ASSIGNMENT: Give back the entries in full, exactly as they are written.

[[ INFORMATION SUPPLIED, beginning ]]

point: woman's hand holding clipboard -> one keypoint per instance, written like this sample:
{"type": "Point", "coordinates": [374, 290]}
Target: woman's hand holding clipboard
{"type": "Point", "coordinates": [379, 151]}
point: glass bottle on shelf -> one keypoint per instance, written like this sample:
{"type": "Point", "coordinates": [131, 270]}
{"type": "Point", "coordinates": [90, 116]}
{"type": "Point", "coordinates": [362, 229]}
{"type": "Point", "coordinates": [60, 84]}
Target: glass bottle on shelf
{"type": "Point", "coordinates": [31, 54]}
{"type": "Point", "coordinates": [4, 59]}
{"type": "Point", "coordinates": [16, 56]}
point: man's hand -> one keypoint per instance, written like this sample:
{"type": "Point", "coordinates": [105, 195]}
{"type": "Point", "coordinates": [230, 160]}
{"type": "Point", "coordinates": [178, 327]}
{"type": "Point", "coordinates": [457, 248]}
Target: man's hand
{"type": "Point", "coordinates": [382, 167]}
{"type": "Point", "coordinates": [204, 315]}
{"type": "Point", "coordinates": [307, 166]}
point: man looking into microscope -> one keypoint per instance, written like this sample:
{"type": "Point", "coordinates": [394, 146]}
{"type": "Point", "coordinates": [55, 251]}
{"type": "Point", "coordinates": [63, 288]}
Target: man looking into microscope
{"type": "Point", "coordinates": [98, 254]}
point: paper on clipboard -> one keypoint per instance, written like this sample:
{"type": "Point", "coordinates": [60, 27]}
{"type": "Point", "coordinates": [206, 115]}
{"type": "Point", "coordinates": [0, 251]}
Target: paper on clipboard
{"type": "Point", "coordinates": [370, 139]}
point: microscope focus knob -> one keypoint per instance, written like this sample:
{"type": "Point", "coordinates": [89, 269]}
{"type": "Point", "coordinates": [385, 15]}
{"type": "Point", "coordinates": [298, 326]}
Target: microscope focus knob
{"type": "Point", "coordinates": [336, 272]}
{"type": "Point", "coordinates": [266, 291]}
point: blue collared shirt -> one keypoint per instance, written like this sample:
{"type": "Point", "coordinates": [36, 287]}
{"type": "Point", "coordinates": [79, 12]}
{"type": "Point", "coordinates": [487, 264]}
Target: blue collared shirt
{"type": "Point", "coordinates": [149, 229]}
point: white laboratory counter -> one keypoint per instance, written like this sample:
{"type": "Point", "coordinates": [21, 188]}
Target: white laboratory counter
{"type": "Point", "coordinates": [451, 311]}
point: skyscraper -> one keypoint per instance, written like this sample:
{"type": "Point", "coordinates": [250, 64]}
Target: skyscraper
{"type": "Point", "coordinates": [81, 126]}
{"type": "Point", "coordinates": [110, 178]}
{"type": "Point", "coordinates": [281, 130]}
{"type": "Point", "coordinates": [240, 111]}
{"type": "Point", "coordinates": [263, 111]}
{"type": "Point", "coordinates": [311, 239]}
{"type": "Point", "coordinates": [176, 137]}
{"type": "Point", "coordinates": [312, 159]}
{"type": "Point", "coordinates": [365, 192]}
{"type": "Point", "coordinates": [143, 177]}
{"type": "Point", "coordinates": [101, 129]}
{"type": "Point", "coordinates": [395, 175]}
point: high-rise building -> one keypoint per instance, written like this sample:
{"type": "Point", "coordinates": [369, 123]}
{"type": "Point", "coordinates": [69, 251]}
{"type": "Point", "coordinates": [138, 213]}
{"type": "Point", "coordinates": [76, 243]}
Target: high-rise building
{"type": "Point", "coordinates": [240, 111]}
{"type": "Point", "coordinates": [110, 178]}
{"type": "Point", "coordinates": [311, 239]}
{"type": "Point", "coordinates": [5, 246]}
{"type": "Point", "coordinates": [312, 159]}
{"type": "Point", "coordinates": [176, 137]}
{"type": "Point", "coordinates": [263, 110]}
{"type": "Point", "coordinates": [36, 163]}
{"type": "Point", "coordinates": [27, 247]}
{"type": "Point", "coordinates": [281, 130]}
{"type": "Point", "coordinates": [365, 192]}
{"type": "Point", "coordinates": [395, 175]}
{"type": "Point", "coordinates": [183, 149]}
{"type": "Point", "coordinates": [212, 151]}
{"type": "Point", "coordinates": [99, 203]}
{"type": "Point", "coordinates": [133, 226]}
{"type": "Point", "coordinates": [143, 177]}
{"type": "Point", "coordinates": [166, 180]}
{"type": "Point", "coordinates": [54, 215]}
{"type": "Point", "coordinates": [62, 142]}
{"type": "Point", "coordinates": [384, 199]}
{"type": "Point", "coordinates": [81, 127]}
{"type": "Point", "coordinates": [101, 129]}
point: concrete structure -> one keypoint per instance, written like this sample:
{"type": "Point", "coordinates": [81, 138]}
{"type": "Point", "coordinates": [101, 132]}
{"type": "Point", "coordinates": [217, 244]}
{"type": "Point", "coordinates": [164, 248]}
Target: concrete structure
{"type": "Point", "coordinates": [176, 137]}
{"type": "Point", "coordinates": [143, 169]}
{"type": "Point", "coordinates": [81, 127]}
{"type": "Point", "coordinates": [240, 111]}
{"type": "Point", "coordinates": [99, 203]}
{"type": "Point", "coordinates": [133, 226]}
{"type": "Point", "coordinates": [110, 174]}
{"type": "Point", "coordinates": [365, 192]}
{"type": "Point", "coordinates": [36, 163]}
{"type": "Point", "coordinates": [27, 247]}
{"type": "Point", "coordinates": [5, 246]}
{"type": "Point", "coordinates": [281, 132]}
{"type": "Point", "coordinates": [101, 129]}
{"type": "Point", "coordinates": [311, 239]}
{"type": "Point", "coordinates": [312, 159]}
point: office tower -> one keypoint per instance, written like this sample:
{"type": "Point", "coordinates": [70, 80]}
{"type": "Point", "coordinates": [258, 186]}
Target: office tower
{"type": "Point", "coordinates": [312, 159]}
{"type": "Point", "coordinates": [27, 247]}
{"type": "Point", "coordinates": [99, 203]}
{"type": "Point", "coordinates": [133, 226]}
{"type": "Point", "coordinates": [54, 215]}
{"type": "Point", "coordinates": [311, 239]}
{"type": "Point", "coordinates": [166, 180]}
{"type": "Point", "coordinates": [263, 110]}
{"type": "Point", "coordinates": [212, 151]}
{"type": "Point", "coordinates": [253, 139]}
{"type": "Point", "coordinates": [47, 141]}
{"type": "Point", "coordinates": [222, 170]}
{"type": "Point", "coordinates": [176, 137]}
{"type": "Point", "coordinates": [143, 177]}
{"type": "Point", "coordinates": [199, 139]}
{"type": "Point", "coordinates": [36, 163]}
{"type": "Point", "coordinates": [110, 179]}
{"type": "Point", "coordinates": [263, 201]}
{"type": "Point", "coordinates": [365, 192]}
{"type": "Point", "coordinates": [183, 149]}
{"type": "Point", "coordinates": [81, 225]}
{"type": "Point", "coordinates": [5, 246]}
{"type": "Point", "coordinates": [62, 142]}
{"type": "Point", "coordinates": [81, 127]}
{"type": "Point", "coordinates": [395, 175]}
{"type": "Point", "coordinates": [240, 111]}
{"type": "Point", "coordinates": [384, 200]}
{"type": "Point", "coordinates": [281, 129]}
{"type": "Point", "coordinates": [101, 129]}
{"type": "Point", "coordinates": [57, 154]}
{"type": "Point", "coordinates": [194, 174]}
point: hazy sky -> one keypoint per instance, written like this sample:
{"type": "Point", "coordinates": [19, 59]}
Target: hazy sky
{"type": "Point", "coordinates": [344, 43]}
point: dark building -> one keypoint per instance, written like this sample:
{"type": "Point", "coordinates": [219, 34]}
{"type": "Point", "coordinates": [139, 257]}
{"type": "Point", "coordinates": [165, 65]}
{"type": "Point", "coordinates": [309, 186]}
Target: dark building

[[ INFORMATION SUPPLIED, end ]]

RESPONSE BELOW:
point: woman's hand holding clipboard -> one keypoint per instance, written like this sample:
{"type": "Point", "coordinates": [374, 290]}
Target: woman's hand holding clipboard
{"type": "Point", "coordinates": [379, 151]}
point: glass bottle on shelf -> one keypoint per instance, written like this sample:
{"type": "Point", "coordinates": [131, 270]}
{"type": "Point", "coordinates": [90, 116]}
{"type": "Point", "coordinates": [362, 229]}
{"type": "Point", "coordinates": [60, 84]}
Target: glass bottle on shelf
{"type": "Point", "coordinates": [31, 54]}
{"type": "Point", "coordinates": [4, 59]}
{"type": "Point", "coordinates": [16, 56]}
point: man's hand -> one keypoint per instance, written like this sample:
{"type": "Point", "coordinates": [105, 195]}
{"type": "Point", "coordinates": [230, 160]}
{"type": "Point", "coordinates": [178, 327]}
{"type": "Point", "coordinates": [457, 248]}
Target: man's hand
{"type": "Point", "coordinates": [382, 167]}
{"type": "Point", "coordinates": [204, 315]}
{"type": "Point", "coordinates": [307, 166]}
point: man looking into microscope -> one keypoint per instance, written like this sample:
{"type": "Point", "coordinates": [394, 146]}
{"type": "Point", "coordinates": [55, 251]}
{"type": "Point", "coordinates": [63, 288]}
Target: man looking into microscope
{"type": "Point", "coordinates": [98, 254]}
point: paper on clipboard -> one keypoint per instance, written like this sample:
{"type": "Point", "coordinates": [60, 27]}
{"type": "Point", "coordinates": [206, 115]}
{"type": "Point", "coordinates": [0, 251]}
Target: paper on clipboard
{"type": "Point", "coordinates": [370, 139]}
point: microscope focus knob -> one keypoint per instance, written like this sample:
{"type": "Point", "coordinates": [89, 269]}
{"type": "Point", "coordinates": [385, 15]}
{"type": "Point", "coordinates": [298, 326]}
Target: microscope focus knob
{"type": "Point", "coordinates": [336, 272]}
{"type": "Point", "coordinates": [266, 291]}
point: blue collared shirt -> one keypoint per instance, written like this sample:
{"type": "Point", "coordinates": [36, 287]}
{"type": "Point", "coordinates": [79, 12]}
{"type": "Point", "coordinates": [487, 264]}
Target: blue collared shirt
{"type": "Point", "coordinates": [149, 229]}
point: white laboratory counter -> one keypoint per instance, written like this sample:
{"type": "Point", "coordinates": [21, 188]}
Target: white laboratory counter
{"type": "Point", "coordinates": [451, 311]}
point: skyscraper -> one keypoint per instance, written like this sample:
{"type": "Point", "coordinates": [250, 64]}
Target: skyscraper
{"type": "Point", "coordinates": [81, 126]}
{"type": "Point", "coordinates": [110, 178]}
{"type": "Point", "coordinates": [281, 130]}
{"type": "Point", "coordinates": [240, 111]}
{"type": "Point", "coordinates": [263, 111]}
{"type": "Point", "coordinates": [311, 239]}
{"type": "Point", "coordinates": [176, 137]}
{"type": "Point", "coordinates": [312, 159]}
{"type": "Point", "coordinates": [365, 192]}
{"type": "Point", "coordinates": [143, 177]}
{"type": "Point", "coordinates": [101, 129]}
{"type": "Point", "coordinates": [395, 175]}
point: high-rise building -> one keypoint per instance, written like this sample:
{"type": "Point", "coordinates": [369, 123]}
{"type": "Point", "coordinates": [69, 251]}
{"type": "Point", "coordinates": [138, 213]}
{"type": "Point", "coordinates": [76, 243]}
Target: high-rise building
{"type": "Point", "coordinates": [240, 111]}
{"type": "Point", "coordinates": [110, 178]}
{"type": "Point", "coordinates": [311, 239]}
{"type": "Point", "coordinates": [5, 246]}
{"type": "Point", "coordinates": [312, 159]}
{"type": "Point", "coordinates": [176, 137]}
{"type": "Point", "coordinates": [263, 110]}
{"type": "Point", "coordinates": [36, 163]}
{"type": "Point", "coordinates": [27, 247]}
{"type": "Point", "coordinates": [281, 130]}
{"type": "Point", "coordinates": [365, 192]}
{"type": "Point", "coordinates": [395, 175]}
{"type": "Point", "coordinates": [183, 149]}
{"type": "Point", "coordinates": [212, 151]}
{"type": "Point", "coordinates": [99, 203]}
{"type": "Point", "coordinates": [133, 226]}
{"type": "Point", "coordinates": [143, 177]}
{"type": "Point", "coordinates": [166, 180]}
{"type": "Point", "coordinates": [54, 215]}
{"type": "Point", "coordinates": [62, 142]}
{"type": "Point", "coordinates": [384, 199]}
{"type": "Point", "coordinates": [81, 127]}
{"type": "Point", "coordinates": [101, 129]}
point: concrete structure -> one keypoint per instance, written like this sample:
{"type": "Point", "coordinates": [81, 138]}
{"type": "Point", "coordinates": [101, 132]}
{"type": "Point", "coordinates": [217, 244]}
{"type": "Point", "coordinates": [164, 248]}
Target: concrete structure
{"type": "Point", "coordinates": [176, 137]}
{"type": "Point", "coordinates": [143, 169]}
{"type": "Point", "coordinates": [81, 127]}
{"type": "Point", "coordinates": [240, 111]}
{"type": "Point", "coordinates": [99, 203]}
{"type": "Point", "coordinates": [133, 226]}
{"type": "Point", "coordinates": [110, 174]}
{"type": "Point", "coordinates": [365, 192]}
{"type": "Point", "coordinates": [36, 163]}
{"type": "Point", "coordinates": [27, 247]}
{"type": "Point", "coordinates": [5, 246]}
{"type": "Point", "coordinates": [281, 132]}
{"type": "Point", "coordinates": [101, 129]}
{"type": "Point", "coordinates": [311, 239]}
{"type": "Point", "coordinates": [312, 159]}
point: office tower -> one keypoint per instance, written like this sample:
{"type": "Point", "coordinates": [70, 80]}
{"type": "Point", "coordinates": [258, 186]}
Target: office tower
{"type": "Point", "coordinates": [312, 159]}
{"type": "Point", "coordinates": [27, 247]}
{"type": "Point", "coordinates": [99, 203]}
{"type": "Point", "coordinates": [133, 226]}
{"type": "Point", "coordinates": [54, 215]}
{"type": "Point", "coordinates": [311, 239]}
{"type": "Point", "coordinates": [166, 180]}
{"type": "Point", "coordinates": [263, 110]}
{"type": "Point", "coordinates": [212, 151]}
{"type": "Point", "coordinates": [253, 139]}
{"type": "Point", "coordinates": [47, 141]}
{"type": "Point", "coordinates": [222, 170]}
{"type": "Point", "coordinates": [176, 137]}
{"type": "Point", "coordinates": [143, 177]}
{"type": "Point", "coordinates": [199, 139]}
{"type": "Point", "coordinates": [36, 163]}
{"type": "Point", "coordinates": [110, 179]}
{"type": "Point", "coordinates": [263, 201]}
{"type": "Point", "coordinates": [365, 192]}
{"type": "Point", "coordinates": [183, 149]}
{"type": "Point", "coordinates": [81, 225]}
{"type": "Point", "coordinates": [5, 246]}
{"type": "Point", "coordinates": [62, 142]}
{"type": "Point", "coordinates": [81, 127]}
{"type": "Point", "coordinates": [395, 175]}
{"type": "Point", "coordinates": [240, 111]}
{"type": "Point", "coordinates": [384, 200]}
{"type": "Point", "coordinates": [281, 129]}
{"type": "Point", "coordinates": [101, 129]}
{"type": "Point", "coordinates": [57, 154]}
{"type": "Point", "coordinates": [194, 174]}
point: hazy sky -> one keypoint per instance, written like this sample:
{"type": "Point", "coordinates": [19, 59]}
Target: hazy sky
{"type": "Point", "coordinates": [344, 43]}
point: dark building -> one keypoint per instance, written like this sample:
{"type": "Point", "coordinates": [219, 34]}
{"type": "Point", "coordinates": [139, 257]}
{"type": "Point", "coordinates": [165, 65]}
{"type": "Point", "coordinates": [309, 186]}
Target: dark building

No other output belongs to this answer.